Dataset excerpts:
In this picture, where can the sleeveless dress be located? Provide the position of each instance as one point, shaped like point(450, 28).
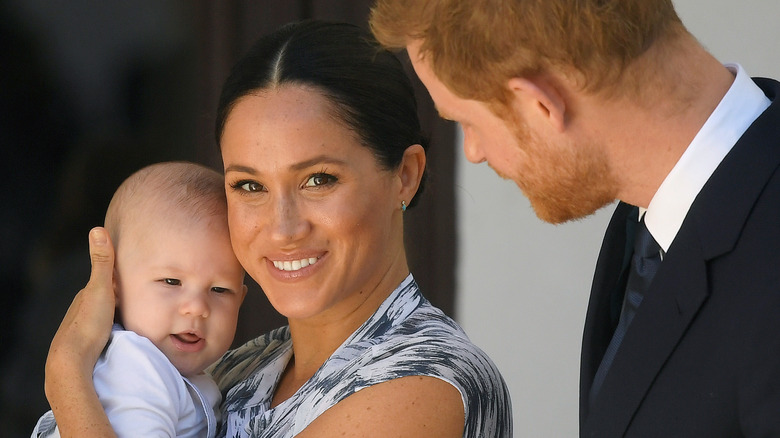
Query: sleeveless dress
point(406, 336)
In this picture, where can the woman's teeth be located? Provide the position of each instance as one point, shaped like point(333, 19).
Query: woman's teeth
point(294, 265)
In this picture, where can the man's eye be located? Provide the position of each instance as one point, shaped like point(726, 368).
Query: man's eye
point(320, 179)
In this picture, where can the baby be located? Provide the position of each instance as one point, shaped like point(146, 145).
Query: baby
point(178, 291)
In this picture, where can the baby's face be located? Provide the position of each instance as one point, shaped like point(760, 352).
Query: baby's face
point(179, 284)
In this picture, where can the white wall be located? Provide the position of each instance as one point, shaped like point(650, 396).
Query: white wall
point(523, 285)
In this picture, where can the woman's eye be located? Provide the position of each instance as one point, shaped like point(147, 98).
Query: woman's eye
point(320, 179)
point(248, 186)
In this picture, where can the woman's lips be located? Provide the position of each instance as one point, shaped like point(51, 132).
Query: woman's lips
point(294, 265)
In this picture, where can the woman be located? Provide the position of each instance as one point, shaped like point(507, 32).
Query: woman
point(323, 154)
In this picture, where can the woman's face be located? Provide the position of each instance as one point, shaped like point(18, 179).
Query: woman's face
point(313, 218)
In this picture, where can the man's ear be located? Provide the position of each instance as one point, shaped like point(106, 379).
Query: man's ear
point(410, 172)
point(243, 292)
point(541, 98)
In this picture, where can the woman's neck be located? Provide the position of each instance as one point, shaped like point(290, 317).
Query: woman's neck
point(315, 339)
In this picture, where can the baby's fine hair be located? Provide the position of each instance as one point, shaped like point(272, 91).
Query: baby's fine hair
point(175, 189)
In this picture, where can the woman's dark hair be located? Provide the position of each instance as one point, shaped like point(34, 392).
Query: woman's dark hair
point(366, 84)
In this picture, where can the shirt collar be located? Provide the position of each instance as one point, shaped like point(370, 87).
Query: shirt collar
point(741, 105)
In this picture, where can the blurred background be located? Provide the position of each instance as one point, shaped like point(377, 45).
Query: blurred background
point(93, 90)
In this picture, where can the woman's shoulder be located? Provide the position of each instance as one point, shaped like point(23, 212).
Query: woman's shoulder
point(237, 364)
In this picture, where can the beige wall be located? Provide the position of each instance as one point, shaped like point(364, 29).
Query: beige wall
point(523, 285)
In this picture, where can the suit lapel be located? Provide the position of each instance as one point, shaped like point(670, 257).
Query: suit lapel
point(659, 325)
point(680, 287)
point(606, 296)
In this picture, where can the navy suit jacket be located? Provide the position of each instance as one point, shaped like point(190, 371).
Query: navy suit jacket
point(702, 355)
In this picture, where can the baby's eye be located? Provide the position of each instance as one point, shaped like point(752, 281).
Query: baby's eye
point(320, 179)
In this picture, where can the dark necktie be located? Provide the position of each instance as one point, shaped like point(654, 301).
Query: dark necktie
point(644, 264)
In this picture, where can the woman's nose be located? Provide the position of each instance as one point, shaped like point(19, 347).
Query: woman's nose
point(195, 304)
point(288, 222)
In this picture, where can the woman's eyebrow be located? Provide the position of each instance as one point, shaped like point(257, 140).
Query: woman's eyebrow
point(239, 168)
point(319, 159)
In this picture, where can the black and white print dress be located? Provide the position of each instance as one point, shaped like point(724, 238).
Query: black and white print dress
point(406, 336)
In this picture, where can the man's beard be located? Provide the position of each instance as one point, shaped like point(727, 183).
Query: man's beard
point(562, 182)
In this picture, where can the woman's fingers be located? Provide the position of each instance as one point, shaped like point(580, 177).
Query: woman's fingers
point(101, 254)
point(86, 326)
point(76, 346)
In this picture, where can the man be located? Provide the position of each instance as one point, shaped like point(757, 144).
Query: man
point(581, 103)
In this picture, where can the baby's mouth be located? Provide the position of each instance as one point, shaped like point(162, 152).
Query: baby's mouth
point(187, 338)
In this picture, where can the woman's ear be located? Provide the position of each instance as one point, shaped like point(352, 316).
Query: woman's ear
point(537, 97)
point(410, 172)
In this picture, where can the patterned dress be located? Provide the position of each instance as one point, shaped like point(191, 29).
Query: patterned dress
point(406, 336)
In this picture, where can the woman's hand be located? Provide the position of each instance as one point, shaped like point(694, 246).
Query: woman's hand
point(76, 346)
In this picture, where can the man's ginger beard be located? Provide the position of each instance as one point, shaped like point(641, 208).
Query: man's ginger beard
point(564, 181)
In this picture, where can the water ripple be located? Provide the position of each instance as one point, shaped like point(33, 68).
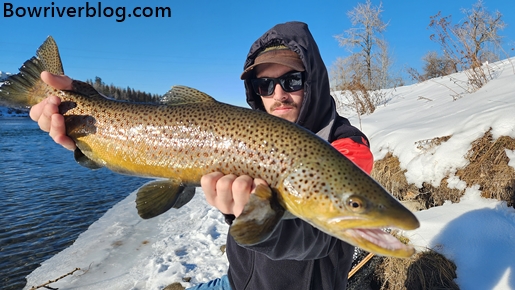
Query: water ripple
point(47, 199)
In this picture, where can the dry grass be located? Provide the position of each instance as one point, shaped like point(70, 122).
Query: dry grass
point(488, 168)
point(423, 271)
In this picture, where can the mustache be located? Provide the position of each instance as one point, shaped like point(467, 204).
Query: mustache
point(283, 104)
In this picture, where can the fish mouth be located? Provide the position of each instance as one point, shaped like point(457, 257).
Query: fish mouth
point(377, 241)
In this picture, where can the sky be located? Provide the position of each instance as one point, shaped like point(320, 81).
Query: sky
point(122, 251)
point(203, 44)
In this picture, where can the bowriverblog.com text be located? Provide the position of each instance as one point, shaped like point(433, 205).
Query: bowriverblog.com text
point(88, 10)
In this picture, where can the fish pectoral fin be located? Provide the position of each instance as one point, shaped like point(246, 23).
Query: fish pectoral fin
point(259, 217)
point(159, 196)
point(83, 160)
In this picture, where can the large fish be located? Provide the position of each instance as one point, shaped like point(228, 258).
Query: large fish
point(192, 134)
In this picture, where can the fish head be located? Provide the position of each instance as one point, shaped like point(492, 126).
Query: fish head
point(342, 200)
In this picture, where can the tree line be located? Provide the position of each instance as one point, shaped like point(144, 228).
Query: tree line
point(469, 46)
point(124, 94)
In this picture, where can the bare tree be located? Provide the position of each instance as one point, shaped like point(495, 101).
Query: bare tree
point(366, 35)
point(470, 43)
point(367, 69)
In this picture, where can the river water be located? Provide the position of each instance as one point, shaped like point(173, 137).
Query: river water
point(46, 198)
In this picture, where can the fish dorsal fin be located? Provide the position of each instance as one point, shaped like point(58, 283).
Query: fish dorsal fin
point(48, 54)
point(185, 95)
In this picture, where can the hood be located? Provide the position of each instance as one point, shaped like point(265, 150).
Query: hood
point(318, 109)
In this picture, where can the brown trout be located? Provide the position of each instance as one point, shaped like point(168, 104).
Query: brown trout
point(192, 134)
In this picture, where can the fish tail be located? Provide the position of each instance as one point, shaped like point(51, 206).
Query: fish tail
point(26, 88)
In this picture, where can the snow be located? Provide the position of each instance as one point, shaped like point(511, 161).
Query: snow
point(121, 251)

...

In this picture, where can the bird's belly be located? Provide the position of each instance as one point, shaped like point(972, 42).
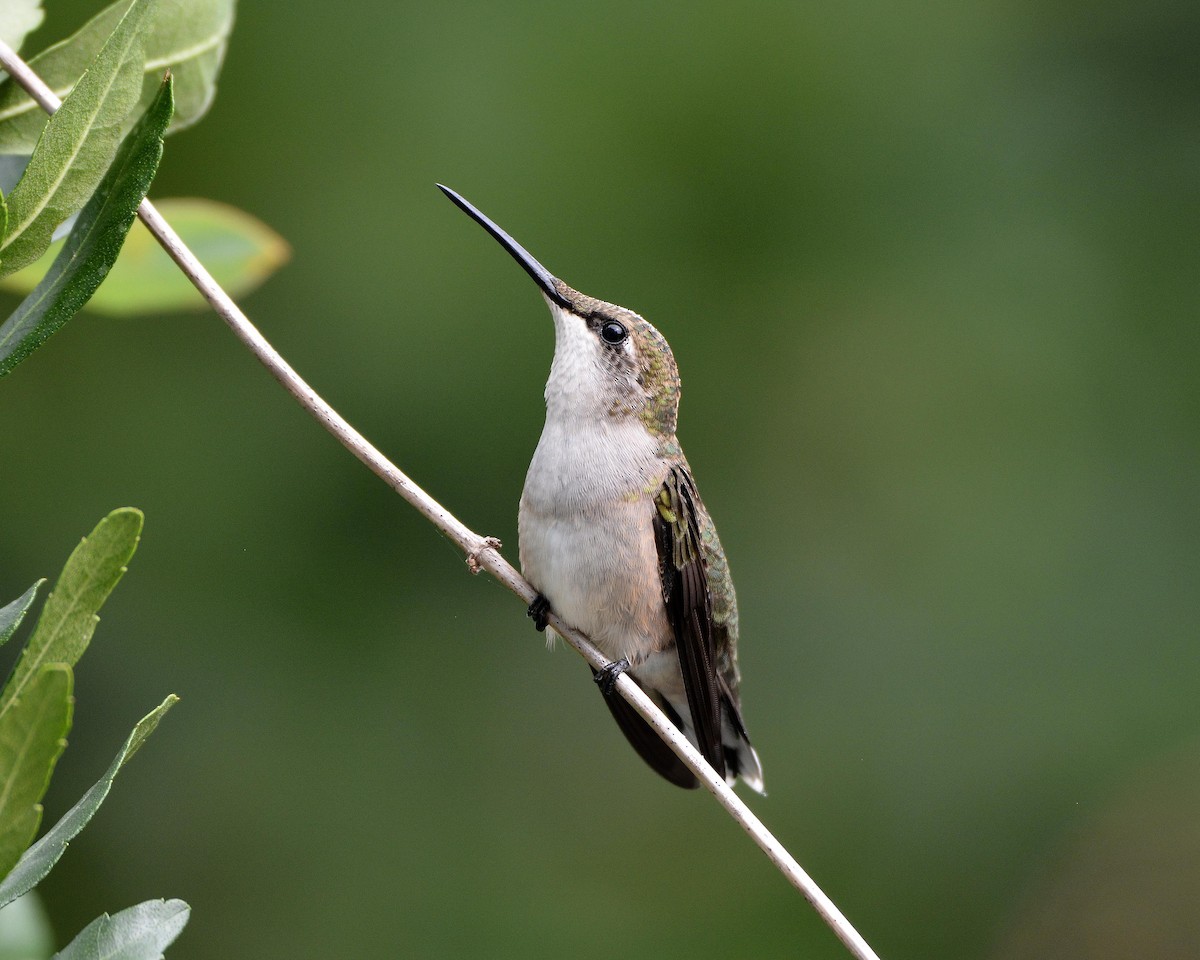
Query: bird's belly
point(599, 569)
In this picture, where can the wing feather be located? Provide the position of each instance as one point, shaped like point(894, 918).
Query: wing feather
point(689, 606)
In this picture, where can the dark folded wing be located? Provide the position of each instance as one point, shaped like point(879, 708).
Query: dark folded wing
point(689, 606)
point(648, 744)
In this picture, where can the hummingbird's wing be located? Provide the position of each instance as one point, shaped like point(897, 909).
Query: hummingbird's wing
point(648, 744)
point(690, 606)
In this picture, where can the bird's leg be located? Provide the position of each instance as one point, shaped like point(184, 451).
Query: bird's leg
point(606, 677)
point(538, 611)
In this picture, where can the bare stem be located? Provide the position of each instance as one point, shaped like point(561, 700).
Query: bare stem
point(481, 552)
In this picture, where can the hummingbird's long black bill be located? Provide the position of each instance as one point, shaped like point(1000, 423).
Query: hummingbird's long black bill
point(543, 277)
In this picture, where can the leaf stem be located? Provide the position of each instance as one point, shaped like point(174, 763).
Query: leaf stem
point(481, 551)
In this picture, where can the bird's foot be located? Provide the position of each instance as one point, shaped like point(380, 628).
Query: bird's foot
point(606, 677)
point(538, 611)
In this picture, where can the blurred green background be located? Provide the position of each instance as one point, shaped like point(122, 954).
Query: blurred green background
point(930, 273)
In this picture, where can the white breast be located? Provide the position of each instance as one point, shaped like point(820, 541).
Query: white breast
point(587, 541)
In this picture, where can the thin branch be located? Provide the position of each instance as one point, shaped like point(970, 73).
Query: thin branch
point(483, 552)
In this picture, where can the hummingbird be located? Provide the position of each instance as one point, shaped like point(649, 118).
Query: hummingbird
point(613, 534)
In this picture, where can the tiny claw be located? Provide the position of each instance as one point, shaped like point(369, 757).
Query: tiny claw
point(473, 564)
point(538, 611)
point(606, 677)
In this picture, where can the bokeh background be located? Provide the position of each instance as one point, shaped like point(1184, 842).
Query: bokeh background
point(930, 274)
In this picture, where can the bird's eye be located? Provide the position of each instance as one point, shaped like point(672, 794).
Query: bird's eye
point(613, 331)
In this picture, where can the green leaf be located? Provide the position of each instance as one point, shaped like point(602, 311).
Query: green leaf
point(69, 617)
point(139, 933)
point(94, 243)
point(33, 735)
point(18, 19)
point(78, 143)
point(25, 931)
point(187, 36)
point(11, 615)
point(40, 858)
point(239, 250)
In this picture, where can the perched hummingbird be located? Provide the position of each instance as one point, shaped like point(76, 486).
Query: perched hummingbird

...

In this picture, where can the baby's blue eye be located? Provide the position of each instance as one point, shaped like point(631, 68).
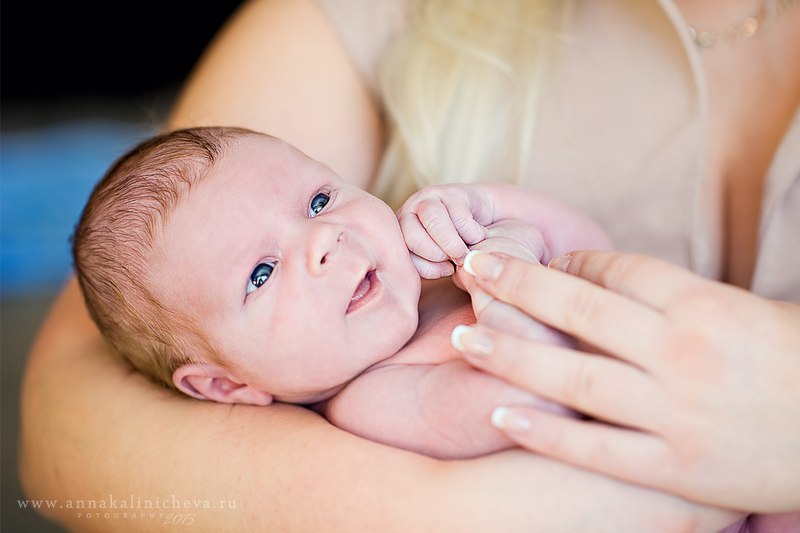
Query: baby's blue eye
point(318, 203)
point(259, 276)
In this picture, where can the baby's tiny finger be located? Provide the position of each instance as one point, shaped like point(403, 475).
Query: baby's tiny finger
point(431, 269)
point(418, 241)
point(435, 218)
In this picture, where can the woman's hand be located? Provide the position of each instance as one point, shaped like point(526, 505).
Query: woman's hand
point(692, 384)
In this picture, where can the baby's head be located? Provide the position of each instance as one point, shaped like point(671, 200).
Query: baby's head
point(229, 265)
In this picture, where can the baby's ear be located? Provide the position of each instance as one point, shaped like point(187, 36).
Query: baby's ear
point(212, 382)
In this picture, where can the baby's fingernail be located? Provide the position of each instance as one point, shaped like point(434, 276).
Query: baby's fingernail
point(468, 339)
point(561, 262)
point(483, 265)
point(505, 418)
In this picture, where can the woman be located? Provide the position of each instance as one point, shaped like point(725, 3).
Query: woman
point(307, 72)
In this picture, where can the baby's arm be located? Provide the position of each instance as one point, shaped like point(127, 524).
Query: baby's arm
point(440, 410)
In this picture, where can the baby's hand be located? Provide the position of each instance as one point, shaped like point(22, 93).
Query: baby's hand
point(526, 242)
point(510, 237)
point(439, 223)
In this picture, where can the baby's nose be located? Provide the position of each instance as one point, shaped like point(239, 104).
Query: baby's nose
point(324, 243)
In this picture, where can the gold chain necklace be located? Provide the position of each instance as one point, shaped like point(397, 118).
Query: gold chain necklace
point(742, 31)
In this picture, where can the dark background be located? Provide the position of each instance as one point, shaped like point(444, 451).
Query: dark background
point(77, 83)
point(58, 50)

What is expected: Go through the entries and report every line with the string "perched".

Final answer:
In this picture, where can the perched hummingbird be located? Provide the position of each instance as one point, shaped like point(76, 486).
Query: perched hummingbird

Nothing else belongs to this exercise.